### Your task:
Copy the records below in full, keeping each word as it is but omitting the pictures.

### Supplied material:
--- START ---
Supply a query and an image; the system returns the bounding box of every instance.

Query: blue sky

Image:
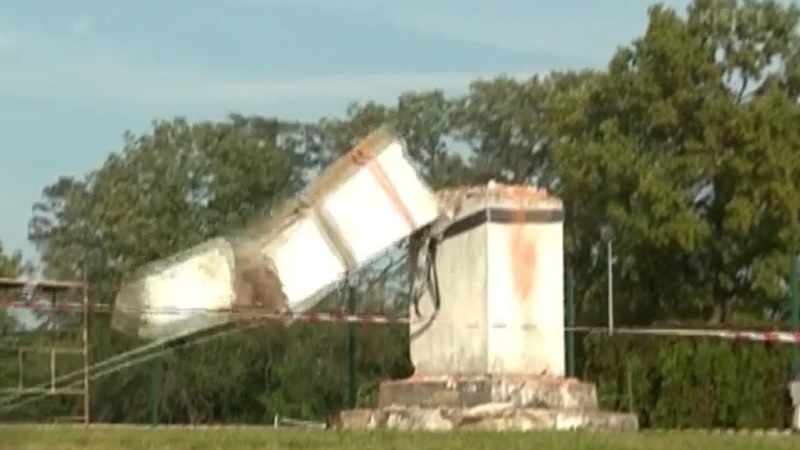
[0,0,693,261]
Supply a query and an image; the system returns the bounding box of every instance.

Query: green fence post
[346,284,357,408]
[791,256,799,378]
[565,270,576,378]
[148,356,162,426]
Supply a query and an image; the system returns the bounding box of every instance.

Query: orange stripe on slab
[351,141,417,231]
[498,184,536,301]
--- END ---
### Written reply:
Supply a query and an image; the system returns the bounding box of every instance.

Query: blue sky

Image:
[0,0,693,261]
Supply a query and an image; the system returns the bounding box of every instance.

Query: green fence post
[346,284,357,408]
[791,256,799,378]
[565,270,576,378]
[148,356,162,426]
Supply a query and an image; the system returns the bounding box of every instance.

Query: orange stripe on slab
[351,141,417,231]
[498,184,536,301]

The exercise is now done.